-- EXERCISE DESCRIPTION --
Set down every entry below exactly as it stands.

-- RECORDS FOR THE TASK --

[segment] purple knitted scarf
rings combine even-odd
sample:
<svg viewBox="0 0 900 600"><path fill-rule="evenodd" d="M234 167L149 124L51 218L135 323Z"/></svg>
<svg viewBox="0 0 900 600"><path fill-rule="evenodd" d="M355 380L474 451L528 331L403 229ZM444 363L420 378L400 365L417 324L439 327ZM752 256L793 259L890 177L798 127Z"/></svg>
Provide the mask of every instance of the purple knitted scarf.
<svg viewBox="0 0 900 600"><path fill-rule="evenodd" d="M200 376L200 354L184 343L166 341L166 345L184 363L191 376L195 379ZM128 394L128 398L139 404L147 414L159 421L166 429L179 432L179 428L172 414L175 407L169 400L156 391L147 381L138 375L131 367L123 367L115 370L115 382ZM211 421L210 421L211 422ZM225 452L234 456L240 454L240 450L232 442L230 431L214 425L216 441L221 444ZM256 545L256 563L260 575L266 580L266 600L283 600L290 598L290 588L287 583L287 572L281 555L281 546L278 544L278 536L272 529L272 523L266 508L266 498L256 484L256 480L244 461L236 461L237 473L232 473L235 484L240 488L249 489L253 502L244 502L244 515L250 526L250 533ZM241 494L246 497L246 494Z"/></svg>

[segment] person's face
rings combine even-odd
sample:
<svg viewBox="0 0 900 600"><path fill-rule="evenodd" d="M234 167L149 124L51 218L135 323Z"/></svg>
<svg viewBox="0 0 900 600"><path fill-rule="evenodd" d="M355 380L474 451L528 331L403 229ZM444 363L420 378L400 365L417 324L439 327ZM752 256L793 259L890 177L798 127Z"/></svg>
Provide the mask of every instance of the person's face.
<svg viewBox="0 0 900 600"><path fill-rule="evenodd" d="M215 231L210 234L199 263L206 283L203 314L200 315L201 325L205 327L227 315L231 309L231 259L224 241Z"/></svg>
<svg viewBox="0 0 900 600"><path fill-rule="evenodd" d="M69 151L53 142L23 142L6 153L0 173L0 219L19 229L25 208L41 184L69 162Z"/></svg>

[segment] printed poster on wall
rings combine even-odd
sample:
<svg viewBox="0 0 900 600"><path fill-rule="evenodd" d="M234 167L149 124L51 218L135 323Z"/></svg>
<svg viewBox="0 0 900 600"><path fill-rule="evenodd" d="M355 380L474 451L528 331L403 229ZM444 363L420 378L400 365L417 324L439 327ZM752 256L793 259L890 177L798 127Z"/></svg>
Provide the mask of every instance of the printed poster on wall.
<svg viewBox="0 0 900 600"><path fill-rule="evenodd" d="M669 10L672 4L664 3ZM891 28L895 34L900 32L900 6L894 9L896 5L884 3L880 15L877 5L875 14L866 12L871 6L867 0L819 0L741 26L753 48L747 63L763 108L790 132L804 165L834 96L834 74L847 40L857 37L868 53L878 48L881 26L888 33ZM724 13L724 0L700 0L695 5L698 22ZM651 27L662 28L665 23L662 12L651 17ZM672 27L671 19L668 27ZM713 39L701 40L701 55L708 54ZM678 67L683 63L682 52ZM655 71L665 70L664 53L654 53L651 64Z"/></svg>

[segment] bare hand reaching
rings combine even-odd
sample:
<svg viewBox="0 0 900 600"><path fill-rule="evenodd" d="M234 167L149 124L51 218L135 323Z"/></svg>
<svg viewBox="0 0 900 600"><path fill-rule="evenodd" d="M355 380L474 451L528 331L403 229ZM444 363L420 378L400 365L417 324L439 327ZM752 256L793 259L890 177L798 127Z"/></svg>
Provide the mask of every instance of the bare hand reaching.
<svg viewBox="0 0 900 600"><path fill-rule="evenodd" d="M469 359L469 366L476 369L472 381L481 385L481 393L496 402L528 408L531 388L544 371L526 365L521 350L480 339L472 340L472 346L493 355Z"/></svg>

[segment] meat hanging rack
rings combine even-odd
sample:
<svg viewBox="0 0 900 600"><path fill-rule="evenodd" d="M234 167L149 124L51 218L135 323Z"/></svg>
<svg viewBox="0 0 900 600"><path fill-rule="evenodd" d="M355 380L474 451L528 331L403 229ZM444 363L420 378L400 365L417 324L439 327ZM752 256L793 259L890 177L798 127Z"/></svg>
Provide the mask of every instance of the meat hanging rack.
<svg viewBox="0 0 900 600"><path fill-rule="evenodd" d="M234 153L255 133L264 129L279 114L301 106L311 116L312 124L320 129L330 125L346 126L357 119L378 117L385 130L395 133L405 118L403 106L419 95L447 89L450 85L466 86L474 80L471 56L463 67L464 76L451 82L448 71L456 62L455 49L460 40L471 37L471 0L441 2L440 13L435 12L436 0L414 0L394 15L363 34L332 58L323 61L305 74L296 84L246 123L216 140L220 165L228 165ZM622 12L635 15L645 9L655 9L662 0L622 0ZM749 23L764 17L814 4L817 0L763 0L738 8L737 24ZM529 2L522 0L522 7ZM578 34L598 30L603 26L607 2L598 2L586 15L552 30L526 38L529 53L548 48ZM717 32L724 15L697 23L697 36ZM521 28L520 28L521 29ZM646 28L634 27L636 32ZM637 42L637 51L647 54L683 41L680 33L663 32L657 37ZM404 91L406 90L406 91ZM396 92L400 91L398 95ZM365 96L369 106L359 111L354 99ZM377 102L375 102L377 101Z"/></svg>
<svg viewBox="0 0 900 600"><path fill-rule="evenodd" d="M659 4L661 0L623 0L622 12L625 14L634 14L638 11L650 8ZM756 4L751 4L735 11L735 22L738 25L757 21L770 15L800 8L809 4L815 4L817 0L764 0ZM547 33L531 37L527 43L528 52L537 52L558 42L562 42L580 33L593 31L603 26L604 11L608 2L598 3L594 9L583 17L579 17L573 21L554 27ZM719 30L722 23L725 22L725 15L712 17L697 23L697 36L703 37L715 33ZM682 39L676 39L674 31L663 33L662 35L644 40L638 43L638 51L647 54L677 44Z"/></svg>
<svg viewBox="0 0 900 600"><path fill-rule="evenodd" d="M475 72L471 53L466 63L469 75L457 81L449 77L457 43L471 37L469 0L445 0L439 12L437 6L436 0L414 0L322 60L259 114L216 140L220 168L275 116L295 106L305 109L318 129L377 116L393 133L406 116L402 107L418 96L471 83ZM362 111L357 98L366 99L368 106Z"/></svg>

-- RESULT OF THIS TASK --
[segment] purple knitted scarf
rings combine even-odd
sample:
<svg viewBox="0 0 900 600"><path fill-rule="evenodd" d="M234 167L149 124L51 218L135 323Z"/></svg>
<svg viewBox="0 0 900 600"><path fill-rule="evenodd" d="M355 380L474 451L528 331L403 229ZM444 363L420 378L400 365L417 324L439 327ZM752 256L793 259L890 177L798 127Z"/></svg>
Provide the mask of every instance of the purple knitted scarf.
<svg viewBox="0 0 900 600"><path fill-rule="evenodd" d="M200 376L200 354L184 343L166 341L166 345L184 363L191 376L195 379ZM128 394L128 398L139 404L147 414L159 421L166 429L179 432L179 428L172 414L175 407L169 400L156 391L147 381L138 375L131 367L123 367L115 370L115 382ZM211 421L210 421L211 422ZM225 452L234 456L240 454L240 450L232 442L230 431L214 425L216 441L221 444ZM256 545L256 563L260 575L266 580L266 600L283 600L290 598L290 588L287 583L287 572L281 555L281 546L278 544L278 536L272 529L272 523L266 508L266 498L256 484L256 480L244 461L236 461L237 473L232 473L235 484L240 488L249 489L253 502L244 502L244 515L250 526L250 533ZM241 494L246 497L246 494Z"/></svg>

[segment] person's face
rings combine even-odd
sample:
<svg viewBox="0 0 900 600"><path fill-rule="evenodd" d="M234 167L149 124L51 218L135 323Z"/></svg>
<svg viewBox="0 0 900 600"><path fill-rule="evenodd" d="M355 380L474 451L528 331L403 229ZM444 363L420 378L400 365L417 324L439 327ZM752 256L793 259L890 177L798 127Z"/></svg>
Provide the mask of every instance of the person's face.
<svg viewBox="0 0 900 600"><path fill-rule="evenodd" d="M215 231L210 234L199 263L206 283L203 314L200 315L201 325L205 327L227 315L231 309L231 259L224 241Z"/></svg>
<svg viewBox="0 0 900 600"><path fill-rule="evenodd" d="M69 151L53 142L23 142L6 153L0 173L0 219L19 229L25 208L41 184L69 162Z"/></svg>

[segment] printed poster on wall
rings combine even-odd
sample:
<svg viewBox="0 0 900 600"><path fill-rule="evenodd" d="M234 167L149 124L51 218L135 323Z"/></svg>
<svg viewBox="0 0 900 600"><path fill-rule="evenodd" d="M355 380L474 451L528 331L403 229ZM444 363L420 378L400 365L417 324L439 327ZM752 256L793 259L890 177L798 127Z"/></svg>
Provide the mask of every instance of the printed poster on wall.
<svg viewBox="0 0 900 600"><path fill-rule="evenodd" d="M669 10L672 4L664 3ZM891 28L895 34L900 32L900 6L894 9L896 5L884 3L880 15L877 5L875 14L866 12L871 6L867 0L819 0L741 26L753 48L747 63L763 108L790 132L804 165L834 96L834 74L847 40L857 37L868 53L878 48L881 26L888 33ZM724 13L724 0L700 0L695 5L698 22ZM651 27L662 28L665 23L662 12L651 17ZM672 27L671 19L668 27ZM713 39L701 40L701 55L708 54ZM678 67L683 63L682 52ZM655 71L665 70L664 53L654 53L651 64Z"/></svg>

[segment] bare hand reaching
rings combine even-odd
sample:
<svg viewBox="0 0 900 600"><path fill-rule="evenodd" d="M234 167L149 124L51 218L135 323Z"/></svg>
<svg viewBox="0 0 900 600"><path fill-rule="evenodd" d="M355 380L474 451L528 331L403 229ZM444 363L420 378L400 365L417 324L439 327ZM752 256L793 259L890 177L798 127Z"/></svg>
Provide the mask of every instance of the bare hand reaching.
<svg viewBox="0 0 900 600"><path fill-rule="evenodd" d="M469 359L469 366L476 369L472 381L481 385L481 393L496 402L528 408L531 388L544 371L526 365L521 350L480 339L472 340L472 346L493 355Z"/></svg>

[segment] meat hanging rack
rings combine even-odd
sample:
<svg viewBox="0 0 900 600"><path fill-rule="evenodd" d="M234 167L149 124L51 218L135 323Z"/></svg>
<svg viewBox="0 0 900 600"><path fill-rule="evenodd" d="M355 380L474 451L528 331L403 229ZM444 363L420 378L400 365L417 324L439 327ZM752 256L793 259L890 177L798 127Z"/></svg>
Provide the mask of every instance of the meat hanging rack.
<svg viewBox="0 0 900 600"><path fill-rule="evenodd" d="M234 153L255 133L264 129L279 114L301 106L311 116L312 124L320 129L330 125L346 126L357 119L378 117L385 130L395 133L405 118L403 106L419 95L447 89L450 85L466 86L474 80L471 56L463 67L464 76L451 82L448 71L456 62L455 49L460 40L471 37L471 0L441 2L440 13L435 12L436 0L414 0L394 15L363 34L332 58L323 61L305 74L296 84L246 123L216 140L220 165L228 165ZM622 12L635 15L645 9L655 9L662 0L622 0ZM749 23L764 17L814 4L817 0L763 0L738 8L737 24ZM529 2L522 0L522 7ZM578 34L598 30L603 26L607 2L598 2L586 15L552 30L526 38L529 53L548 48ZM717 32L724 15L697 23L697 36ZM521 28L520 28L521 29ZM646 28L634 27L636 32ZM637 42L637 51L647 54L683 41L680 33L663 32L657 37ZM404 91L406 90L406 91ZM396 92L400 91L398 95ZM365 96L369 106L359 111L354 99ZM377 102L375 102L377 101Z"/></svg>
<svg viewBox="0 0 900 600"><path fill-rule="evenodd" d="M659 4L661 0L623 0L622 12L625 14L634 14L638 11L650 8ZM756 4L751 4L735 11L735 22L738 25L757 21L770 15L800 8L809 4L815 4L817 0L764 0ZM547 33L531 37L527 43L528 52L537 52L558 42L562 42L580 33L593 31L603 26L604 11L608 2L598 3L594 9L583 17L579 17L573 21L554 27ZM719 30L722 23L725 22L725 15L712 17L697 23L697 36L703 37L715 33ZM682 39L676 39L674 31L663 33L662 35L644 40L638 43L638 51L647 54L677 44Z"/></svg>
<svg viewBox="0 0 900 600"><path fill-rule="evenodd" d="M475 72L471 53L466 63L469 75L457 81L449 77L457 43L471 37L469 0L445 0L439 12L437 6L436 0L414 0L322 60L259 114L216 140L220 168L275 116L295 106L305 109L318 129L377 116L393 133L406 116L402 107L418 96L471 83ZM362 111L357 98L366 99L368 106Z"/></svg>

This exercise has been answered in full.